On 2/22/2012 9:47 AM, Steven Staples wrote:
Good [insert time of day here] all!
I am trying to reorder my auto-inc field in my database, and I have
successfully done it with my "front end" that I use (SQLYog) with the
following code:
SET @var_name = 0;
UPDATE `my_database`.`my_table` SET `id` = (@var_name := @var_name +1);
Now, when I try this within PHP... I can't get it to work at all. I assume
that the SET is the issue, but I am not 100% sure.
I use the PEAR MDB2 class, and I have tried it in 1 statement, but it
failed, and I tried it with 2 statements, it didn't puke on it, but it
didn't work either.
<?php
# db connection is already set up #
echo $db->exec('SET @var_name = 0;')
echo '<br />';
echo $db->exec('UPDATE `my_database`.`my_table` SET `id` =
(@var_name:= @ var_name +1);');
exit;
?>
Does anyone know how I can do this within PHP? Worst case scenario, is that
I just write a php shell() command instead, but I would rather avoid that if
at all possible.

DIRECTION — Reproduce the forum post about reordering an auto-increment field in PHP word for word.

Spatial annotation data —

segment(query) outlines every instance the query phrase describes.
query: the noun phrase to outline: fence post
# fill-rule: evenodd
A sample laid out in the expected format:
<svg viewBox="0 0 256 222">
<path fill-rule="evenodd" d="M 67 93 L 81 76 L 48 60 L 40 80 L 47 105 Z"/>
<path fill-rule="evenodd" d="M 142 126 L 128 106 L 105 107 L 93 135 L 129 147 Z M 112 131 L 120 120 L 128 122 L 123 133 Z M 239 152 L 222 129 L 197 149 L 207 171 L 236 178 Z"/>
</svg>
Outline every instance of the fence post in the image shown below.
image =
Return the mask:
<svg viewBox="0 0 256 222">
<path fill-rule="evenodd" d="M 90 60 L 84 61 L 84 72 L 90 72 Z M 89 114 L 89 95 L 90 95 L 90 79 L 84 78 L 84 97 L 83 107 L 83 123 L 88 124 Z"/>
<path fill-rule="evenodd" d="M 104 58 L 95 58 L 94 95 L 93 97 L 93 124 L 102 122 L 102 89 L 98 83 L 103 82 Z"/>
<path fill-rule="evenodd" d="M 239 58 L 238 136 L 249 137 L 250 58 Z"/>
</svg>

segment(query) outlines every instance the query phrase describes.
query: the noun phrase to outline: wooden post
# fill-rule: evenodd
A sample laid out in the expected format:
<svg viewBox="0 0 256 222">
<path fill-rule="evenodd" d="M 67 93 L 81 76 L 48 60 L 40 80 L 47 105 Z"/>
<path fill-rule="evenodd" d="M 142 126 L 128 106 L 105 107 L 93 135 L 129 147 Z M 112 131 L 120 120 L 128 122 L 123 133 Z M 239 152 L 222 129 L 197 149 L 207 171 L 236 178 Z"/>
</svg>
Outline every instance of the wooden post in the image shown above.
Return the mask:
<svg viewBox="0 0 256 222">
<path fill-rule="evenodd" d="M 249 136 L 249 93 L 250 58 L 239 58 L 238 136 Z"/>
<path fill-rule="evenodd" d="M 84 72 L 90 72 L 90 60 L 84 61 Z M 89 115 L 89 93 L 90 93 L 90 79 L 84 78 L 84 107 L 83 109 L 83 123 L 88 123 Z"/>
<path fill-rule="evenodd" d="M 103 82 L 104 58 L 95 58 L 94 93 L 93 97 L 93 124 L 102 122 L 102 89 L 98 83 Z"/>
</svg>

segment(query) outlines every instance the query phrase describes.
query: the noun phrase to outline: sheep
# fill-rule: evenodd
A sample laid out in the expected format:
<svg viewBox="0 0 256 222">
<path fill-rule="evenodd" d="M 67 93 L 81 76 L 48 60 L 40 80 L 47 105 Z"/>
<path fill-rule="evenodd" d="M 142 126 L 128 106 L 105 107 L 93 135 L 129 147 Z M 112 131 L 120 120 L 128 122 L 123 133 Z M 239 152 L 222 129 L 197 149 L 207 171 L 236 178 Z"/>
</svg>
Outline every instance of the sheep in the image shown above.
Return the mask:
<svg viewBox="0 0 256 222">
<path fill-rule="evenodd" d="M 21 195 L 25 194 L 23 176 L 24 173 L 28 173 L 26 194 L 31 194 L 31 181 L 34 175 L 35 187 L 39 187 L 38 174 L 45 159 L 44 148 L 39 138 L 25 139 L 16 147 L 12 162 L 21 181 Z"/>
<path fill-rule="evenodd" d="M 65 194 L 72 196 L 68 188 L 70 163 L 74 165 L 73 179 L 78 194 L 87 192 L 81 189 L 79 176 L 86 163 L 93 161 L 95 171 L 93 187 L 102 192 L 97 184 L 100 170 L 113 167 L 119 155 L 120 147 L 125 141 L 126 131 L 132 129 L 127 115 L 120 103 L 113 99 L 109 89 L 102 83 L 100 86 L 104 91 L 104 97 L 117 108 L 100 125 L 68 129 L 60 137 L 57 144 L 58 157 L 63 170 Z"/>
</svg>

ANSWER TO THE PROBLEM —
On 2/22/2012 9:47 AM, Steven Staples wrote:
Good [insert time of day here] all!
I am trying to reorder my auto-inc field in my database, and I have
successfully done it with my "front end" that I use (SQLYog) with the
following code:
SET @var_name = 0;
UPDATE `my_database`.`my_table` SET `id` = (@var_name := @var_name +1);
Now, when I try this within PHP... I can't get it to work at all. I assume
that the SET is the issue, but I am not 100% sure.
I use the PEAR MDB2 class, and I have tried it in 1 statement, but it
failed, and I tried it with 2 statements, it didn't puke on it, but it
didn't work either.
<?php
# db connection is already set up #
echo $db->exec('SET @var_name = 0;')
echo '<br />';
echo $db->exec('UPDATE `my_database`.`my_table` SET `id` =
(@var_name:= @ var_name +1);');
exit;
?>
Does anyone know how I can do this within PHP? Worst case scenario, is that
I just write a php shell() command instead, but I would rather avoid that if
at all possible.